### Extract
╭──

Guppy Travels: Day Six

Edgardo Griffith and Heidi Ross

I had the pleasure to meet Edgardo Griffith, Heidi Ross and the more than 60 species of frogs they care for at El Valle Amphibian Conservation Center.

If El Valle Amphibian Conservation Center is a frog lover’s heaven, then Edgardo Griffith and Heidi Ross are the center’s angels. With more than 60 frog species at the facility, more commonly known as EVACC, I was spellbound, moving from tank to tank like a kid in a candy store. From the horned marsupial frog (Gastrotheca cornuta) to the crowned tree frog (Anotheca spinosa), each animal was sweeter than the next.

Brian Gratwicke, the project’s international coordinator, and Jeff Coulter, a project volunteer, and I drove the two hours yesterday from Summit Zoo to western Panama to visit EVACC. EVACC acts as another ark as part of the Panama Amphibian Rescue and Conservation Project, housing about 10 of the rescue project’s priority species.

Golden frog jeep

What do frog lovers drive? Why a golden frog mobile, of course!

With only one other person to help them, Edgardo and Heidi care for all of the frogs on their own, every day of the week. While I was running around trying to say hello to each frog, they were moving through spot checks and misting the tanks, pausing only to proudly show me the newest tadpoles or metamorphs among the crew. The two biologists live for frogs—they have a car painted like a Panamanian golden frog (Atelopus zeteki) and a toilet top with the same pattern.

These are my kind of people!

Edgardo and Heidi’s outward love of these frogs is also a symbol of just how valuable a treasure they have at EVACC. The center houses the only population of Panamanian golden frogs—the country’s national animal—left in Panama. Panamanian golden frogs are extinct in the wild, found only in captivity at EVACC and a number of zoos and aquaria in the United States. Yet Panama still celebrates the golden frog and markets are filled with statues and artwork aimed at capturing these animals’ beauty. My suitcase will be overflowing on my trip back to the United States tomorrow.

Panamanian golden frog

Panamanian golden frogs are extinct in the wild and exist only in captivity at EVACC and zoos and aquaria in the United States. (Photo by Jeff Coulter)

I was reminded last night of how revered Panamanian golden frogs are in their native country when the owners of the restaurant we were at came out and offered us free cocktails and dessert in gratitude of the work that Heidi and Edgardo do at EVACC. To be part of a society for a week that actively cherishes frogs is something that I get to carry with me to the United States, where I aim to inspire the same type of interest in the rescue project.

╰──

### Dataset extract
╭──

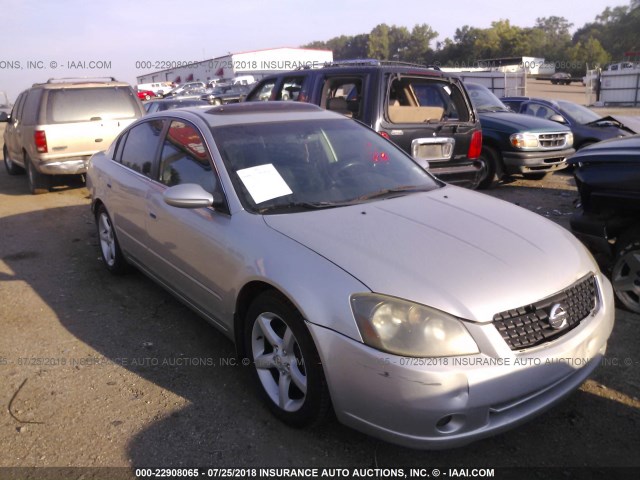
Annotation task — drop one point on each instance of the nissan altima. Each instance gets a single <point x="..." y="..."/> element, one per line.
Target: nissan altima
<point x="421" y="313"/>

╰──

Write what comes next in the EVACC frog travel account, picking up after its final sentence. The listing plays no role here.

I will also carry with me the memory of our hike today up to the top of Sleeping Indian Mountain in El Valle. Brian told me that this spot would have once been teaming with Panamanian golden frogs, lined up and down the sides of the stream. I didn’t see a single frog on the five-hour hike today, in fact, though Brian says that there are red-eyed tree frogs and tungara frogs a-plenty. I would imagine that such a sight today would be far more heartbreaking for anyone who remembers what it should be like and is faced with the grim reality. While I didn’t get to spot any golden frogs in the wild myself, I’m proud to be part of a project that could be responsible for filling the streams with gold once again someday.

Lindsay Renick Mayer, Smithsonian’s National Zoo

Guppy Travels: Day Five

Brian Gratwicke and Atelopus glyphus

One of the ways to tell the frog's story is through photos that capture each animal's unique beauty in detail. Here the project's international coordinator, Brian Gratwicke, takes one of his incredible stylized frog shots.

Anyone who’s been out in the woods at night has heard the call of a frog. Sometimes it’s from a female to a nearby male looking for some romance. Sometimes it’s from a whole camp of males hoping to impress a very picky female. After just a few days in the Panamanian rainforest, I have learned to identify the call of the tungara frog (and can hear one out my window right now), the gladiator frog and the red-eyed tree frog. I’m still working on learning the many other big noises that come from these small creatures.

Although the sounds that frogs make are as varied as the animals themselves, there’s one thing frogs can’t do: talk. That’s where I come in.

Frogs have an important story to tell. It’s one about a fungus that is wiping out their kind worldwide and spreading rapidly. It’s one about those among the Earth’s most powerful species who are doing something to save the animals and it’s about those who don’t much care. Through the frogs’ eyes, it’s a story that has evolved along with the planet since the time of the dinosaurs and a story that still has a very uncertain ending.

Shipping container

To bring frogs into captivity, rescue members and volunteers have to transform this shipping container...

Rescue pod

...into a rescue pod like this, which already houses a number of frogs and is the pod I've worked in this week.

The frogs at Summit Zoo were able to tell their story to a reporter who came to visit today and my job—the conservation action that I have to offer—is to ensure that reporters help get the word out and that we connect with as many people as possible in Panama, the States and, well, everywhere else. We need people to care and then we need people to take action. We need this to happen very quickly, before chytrid spreads to those places that are home to the rescue priority species we’re still trying to make room for.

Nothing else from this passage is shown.